Learn more about our two winners, the Philadelphia International Airport – Terminal D/E Apron Repair project and the Hernando de Soto Bridge Inspection.
Construction Services S.L.A.M. Safety Award Winner
Philadelphia International Airport – Terminal D/E Apron Repair
Michael Baker provided engineering services for the Terminal D/E Apron Repair Project at the Philadelphia International Airport, the primary airport for Philadelphia, Pennsylvania, which serves more than 31.7 million passengers per year. Much of the existing apron and taxilane pavement located between Terminal D and Terminal E was more than 60 years old and exhibited signs of structural and environmental distress. This project provided an opportunity to replace the most troublesome and frequently used sections of concrete pavement within the Terminal D/E Alleyway.
The project replaced specific sections of apron pavement that could further deteriorate and improve the overall pavement condition. The repairs included replacement of 113, 25’ X 25’ concrete pavement panels located within the heart of the Terminal D/E Alleyway during nighttime, off-peak construction hours and within tight 4-hour time constraints dictated by airline schedules.
================
WHAT NEEDS TO BE DONE: Return the part of the apron repair text starting at "Learn more about" and ending at "Soto Bridge Inspection.", copied word for word.

RECORD EXCERPTS:
================
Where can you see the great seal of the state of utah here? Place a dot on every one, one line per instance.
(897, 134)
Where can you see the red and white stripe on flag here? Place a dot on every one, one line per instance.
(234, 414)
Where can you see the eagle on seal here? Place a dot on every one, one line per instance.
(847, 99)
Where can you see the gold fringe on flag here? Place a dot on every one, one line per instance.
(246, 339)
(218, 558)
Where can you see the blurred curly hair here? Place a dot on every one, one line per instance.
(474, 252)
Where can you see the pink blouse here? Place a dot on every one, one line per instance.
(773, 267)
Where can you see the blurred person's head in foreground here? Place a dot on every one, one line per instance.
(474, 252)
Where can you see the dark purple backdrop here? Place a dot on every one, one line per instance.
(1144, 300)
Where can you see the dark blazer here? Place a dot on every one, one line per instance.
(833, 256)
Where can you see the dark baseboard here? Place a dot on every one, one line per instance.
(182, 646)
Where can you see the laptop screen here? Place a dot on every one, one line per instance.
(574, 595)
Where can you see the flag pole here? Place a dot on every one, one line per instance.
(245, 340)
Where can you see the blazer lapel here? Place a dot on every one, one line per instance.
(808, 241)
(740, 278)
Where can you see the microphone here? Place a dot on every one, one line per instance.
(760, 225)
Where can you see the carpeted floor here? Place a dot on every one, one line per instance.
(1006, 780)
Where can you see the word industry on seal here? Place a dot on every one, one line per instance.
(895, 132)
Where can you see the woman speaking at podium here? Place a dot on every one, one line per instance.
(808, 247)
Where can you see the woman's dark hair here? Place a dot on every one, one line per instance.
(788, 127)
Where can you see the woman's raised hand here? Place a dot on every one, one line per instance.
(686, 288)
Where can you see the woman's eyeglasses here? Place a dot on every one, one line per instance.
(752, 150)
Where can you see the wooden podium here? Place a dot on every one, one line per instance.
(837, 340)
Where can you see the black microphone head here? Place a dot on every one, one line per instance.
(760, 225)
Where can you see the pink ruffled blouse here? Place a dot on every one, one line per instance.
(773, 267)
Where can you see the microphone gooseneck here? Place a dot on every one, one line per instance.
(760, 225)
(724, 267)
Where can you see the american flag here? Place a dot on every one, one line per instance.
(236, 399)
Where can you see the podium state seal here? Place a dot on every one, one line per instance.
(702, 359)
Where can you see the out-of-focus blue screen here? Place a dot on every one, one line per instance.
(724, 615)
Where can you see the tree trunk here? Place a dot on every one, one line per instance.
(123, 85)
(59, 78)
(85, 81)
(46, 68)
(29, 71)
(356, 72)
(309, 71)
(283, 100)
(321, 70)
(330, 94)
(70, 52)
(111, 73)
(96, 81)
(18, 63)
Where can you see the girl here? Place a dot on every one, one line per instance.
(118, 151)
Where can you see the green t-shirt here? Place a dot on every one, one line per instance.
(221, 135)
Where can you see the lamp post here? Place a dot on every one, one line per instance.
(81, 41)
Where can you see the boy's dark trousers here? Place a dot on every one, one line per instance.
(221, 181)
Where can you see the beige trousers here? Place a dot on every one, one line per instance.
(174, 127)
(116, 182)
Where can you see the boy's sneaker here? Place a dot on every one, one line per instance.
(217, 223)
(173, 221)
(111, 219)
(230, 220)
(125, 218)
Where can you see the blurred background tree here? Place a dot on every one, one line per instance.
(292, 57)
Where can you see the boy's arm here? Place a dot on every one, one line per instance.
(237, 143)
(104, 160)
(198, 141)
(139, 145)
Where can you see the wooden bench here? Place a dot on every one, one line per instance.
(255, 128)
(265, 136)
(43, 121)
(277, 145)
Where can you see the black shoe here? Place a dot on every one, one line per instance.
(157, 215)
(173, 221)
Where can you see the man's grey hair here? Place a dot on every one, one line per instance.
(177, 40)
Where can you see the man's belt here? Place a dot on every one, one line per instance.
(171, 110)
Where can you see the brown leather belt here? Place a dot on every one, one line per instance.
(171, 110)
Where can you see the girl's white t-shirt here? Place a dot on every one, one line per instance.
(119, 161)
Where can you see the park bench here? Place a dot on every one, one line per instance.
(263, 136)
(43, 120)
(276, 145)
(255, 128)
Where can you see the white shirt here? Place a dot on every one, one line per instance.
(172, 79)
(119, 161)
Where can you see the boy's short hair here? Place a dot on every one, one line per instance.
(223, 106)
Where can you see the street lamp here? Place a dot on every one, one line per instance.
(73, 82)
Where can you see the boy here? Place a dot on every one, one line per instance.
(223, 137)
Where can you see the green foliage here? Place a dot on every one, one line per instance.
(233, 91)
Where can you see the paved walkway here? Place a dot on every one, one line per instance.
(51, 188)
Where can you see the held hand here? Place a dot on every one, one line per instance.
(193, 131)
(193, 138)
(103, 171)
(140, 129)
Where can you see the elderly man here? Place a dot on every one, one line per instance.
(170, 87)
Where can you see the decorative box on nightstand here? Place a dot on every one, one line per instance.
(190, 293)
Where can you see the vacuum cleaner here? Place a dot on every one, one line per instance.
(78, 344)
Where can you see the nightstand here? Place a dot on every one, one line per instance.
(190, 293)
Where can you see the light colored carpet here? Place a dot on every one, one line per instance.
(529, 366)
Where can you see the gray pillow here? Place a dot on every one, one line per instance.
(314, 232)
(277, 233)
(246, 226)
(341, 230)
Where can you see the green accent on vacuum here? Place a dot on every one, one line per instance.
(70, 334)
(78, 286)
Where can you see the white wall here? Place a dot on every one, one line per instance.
================
REPLY:
Learn more about our two winners, the Philadelphia International Airport – Terminal D/E Apron Repair project and the Hernando de Soto Bridge Inspection.